• [Dataset content]

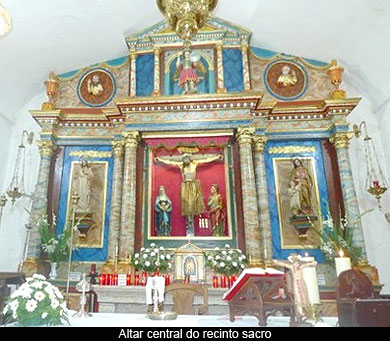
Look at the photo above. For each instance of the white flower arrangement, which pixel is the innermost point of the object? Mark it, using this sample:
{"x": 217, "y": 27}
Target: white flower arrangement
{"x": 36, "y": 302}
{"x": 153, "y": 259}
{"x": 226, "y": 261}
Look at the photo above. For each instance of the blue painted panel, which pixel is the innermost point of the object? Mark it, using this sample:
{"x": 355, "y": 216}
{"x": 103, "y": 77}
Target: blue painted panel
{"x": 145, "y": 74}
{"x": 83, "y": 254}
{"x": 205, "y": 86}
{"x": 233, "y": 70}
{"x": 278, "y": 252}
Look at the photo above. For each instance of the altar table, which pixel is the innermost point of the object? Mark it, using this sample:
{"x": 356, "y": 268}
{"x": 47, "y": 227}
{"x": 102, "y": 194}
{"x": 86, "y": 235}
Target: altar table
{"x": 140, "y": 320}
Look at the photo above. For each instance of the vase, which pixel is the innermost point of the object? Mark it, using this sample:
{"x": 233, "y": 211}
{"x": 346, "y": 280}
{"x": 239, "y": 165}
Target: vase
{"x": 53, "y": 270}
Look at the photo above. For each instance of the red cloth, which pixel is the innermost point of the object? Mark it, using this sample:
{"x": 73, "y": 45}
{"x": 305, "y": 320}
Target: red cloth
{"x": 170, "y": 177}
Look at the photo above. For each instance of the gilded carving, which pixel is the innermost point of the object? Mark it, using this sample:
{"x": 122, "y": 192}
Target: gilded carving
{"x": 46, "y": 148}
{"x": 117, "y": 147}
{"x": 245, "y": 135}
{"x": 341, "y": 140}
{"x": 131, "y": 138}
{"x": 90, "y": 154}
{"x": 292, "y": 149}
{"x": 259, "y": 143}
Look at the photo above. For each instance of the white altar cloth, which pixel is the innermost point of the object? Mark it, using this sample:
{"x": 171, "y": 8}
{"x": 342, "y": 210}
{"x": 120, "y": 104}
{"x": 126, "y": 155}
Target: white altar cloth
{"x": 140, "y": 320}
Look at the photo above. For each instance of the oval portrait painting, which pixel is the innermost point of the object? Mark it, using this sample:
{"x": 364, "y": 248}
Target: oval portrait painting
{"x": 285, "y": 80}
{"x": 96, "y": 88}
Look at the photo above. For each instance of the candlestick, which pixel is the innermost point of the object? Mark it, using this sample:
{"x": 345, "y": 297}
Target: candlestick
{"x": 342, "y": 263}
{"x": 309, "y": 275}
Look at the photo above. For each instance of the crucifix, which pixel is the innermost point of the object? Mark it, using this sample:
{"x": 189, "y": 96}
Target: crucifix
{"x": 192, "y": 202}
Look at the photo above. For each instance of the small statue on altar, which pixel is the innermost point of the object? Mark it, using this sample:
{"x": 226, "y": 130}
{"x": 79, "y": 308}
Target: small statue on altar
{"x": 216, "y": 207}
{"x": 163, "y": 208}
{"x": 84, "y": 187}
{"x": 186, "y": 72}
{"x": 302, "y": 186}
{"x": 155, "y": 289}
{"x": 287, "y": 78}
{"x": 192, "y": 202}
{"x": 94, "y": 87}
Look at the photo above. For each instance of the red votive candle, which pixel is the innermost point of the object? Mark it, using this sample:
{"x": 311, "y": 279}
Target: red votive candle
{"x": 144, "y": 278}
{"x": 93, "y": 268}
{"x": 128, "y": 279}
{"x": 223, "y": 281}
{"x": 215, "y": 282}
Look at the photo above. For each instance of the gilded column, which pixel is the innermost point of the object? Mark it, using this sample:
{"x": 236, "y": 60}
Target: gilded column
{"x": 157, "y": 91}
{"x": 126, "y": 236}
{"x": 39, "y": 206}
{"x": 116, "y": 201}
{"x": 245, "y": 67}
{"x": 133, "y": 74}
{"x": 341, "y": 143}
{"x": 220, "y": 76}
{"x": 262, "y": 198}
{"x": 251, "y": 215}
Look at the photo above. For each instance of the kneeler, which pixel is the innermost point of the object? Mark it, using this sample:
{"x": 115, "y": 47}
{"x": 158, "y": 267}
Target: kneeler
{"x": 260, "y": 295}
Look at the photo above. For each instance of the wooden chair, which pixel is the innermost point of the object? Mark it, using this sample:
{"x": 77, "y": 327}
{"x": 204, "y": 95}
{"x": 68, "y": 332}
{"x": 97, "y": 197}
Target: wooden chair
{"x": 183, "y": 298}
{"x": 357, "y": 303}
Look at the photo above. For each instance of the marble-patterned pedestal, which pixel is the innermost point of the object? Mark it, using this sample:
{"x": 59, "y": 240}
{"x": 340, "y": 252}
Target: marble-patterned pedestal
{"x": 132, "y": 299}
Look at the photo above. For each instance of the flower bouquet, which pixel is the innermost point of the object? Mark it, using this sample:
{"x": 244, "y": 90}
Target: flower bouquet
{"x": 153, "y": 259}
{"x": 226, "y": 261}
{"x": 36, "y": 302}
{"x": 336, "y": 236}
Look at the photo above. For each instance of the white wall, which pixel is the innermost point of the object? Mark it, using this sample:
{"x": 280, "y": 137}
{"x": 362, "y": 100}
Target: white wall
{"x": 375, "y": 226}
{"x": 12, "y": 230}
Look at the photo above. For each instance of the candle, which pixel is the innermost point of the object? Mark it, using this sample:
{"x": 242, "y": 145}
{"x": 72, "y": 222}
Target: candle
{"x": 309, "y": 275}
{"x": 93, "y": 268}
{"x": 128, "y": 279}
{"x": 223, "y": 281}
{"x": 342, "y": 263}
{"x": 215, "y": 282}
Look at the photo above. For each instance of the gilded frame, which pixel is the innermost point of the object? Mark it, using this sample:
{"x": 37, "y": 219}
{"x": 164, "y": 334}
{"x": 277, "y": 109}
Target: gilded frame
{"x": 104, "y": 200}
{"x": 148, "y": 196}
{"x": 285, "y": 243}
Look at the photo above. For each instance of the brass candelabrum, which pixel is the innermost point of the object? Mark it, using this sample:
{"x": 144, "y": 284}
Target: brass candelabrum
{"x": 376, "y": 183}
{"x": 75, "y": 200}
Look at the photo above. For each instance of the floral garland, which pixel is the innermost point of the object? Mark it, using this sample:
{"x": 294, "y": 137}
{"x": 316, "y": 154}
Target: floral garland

...

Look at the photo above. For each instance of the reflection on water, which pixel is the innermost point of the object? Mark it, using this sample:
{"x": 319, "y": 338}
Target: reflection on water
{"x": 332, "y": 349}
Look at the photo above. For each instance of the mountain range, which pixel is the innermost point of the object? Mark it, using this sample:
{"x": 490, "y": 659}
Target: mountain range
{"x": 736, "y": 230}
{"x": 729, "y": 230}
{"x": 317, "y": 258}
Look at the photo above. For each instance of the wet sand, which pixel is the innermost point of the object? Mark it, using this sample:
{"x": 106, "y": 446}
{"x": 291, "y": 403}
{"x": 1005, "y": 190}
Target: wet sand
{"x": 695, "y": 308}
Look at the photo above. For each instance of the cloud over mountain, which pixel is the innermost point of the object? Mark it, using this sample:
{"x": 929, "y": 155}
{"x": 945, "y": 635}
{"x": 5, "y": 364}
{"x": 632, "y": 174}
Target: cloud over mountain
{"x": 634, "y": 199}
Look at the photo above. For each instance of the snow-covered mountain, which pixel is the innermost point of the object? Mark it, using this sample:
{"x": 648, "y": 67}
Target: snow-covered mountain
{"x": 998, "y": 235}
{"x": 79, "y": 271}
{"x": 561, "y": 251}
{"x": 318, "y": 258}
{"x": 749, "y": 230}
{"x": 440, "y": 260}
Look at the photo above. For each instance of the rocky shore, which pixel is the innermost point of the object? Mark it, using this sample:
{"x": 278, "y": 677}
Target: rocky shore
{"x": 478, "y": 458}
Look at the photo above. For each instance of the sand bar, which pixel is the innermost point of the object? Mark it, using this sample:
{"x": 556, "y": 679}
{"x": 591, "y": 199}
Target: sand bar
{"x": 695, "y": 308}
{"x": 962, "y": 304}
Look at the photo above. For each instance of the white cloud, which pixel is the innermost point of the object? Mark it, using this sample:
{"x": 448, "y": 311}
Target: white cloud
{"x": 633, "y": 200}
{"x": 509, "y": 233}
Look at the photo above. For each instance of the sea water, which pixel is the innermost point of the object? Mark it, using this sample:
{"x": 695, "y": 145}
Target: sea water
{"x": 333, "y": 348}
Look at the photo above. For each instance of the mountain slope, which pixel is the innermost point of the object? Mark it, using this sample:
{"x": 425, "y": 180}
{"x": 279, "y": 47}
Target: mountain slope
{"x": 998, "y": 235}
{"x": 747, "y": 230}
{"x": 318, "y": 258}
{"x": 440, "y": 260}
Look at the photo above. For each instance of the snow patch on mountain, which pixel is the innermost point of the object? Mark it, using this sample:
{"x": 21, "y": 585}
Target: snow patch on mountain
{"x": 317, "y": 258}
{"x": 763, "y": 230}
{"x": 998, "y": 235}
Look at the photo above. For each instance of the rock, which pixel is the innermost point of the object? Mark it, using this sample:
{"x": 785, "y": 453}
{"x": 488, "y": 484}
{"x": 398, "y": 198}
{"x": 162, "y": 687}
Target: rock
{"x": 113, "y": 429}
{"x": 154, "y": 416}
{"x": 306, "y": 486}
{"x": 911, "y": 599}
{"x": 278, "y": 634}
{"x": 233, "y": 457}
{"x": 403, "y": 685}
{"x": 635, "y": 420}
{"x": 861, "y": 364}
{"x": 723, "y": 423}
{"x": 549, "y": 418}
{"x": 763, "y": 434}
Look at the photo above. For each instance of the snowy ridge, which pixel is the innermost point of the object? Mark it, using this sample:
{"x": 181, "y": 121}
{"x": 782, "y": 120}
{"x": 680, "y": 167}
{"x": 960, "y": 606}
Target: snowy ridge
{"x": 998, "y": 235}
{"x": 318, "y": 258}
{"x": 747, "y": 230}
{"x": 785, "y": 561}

• [Task] List every line in the records above that contains the string "candlestick", copying each line in full. Match case exactly.

• [Correct result]
Look at the photo above. For each instance of the candlestick, which pixel is the innermost point of the object? Mark it, using this sample:
Target: candlestick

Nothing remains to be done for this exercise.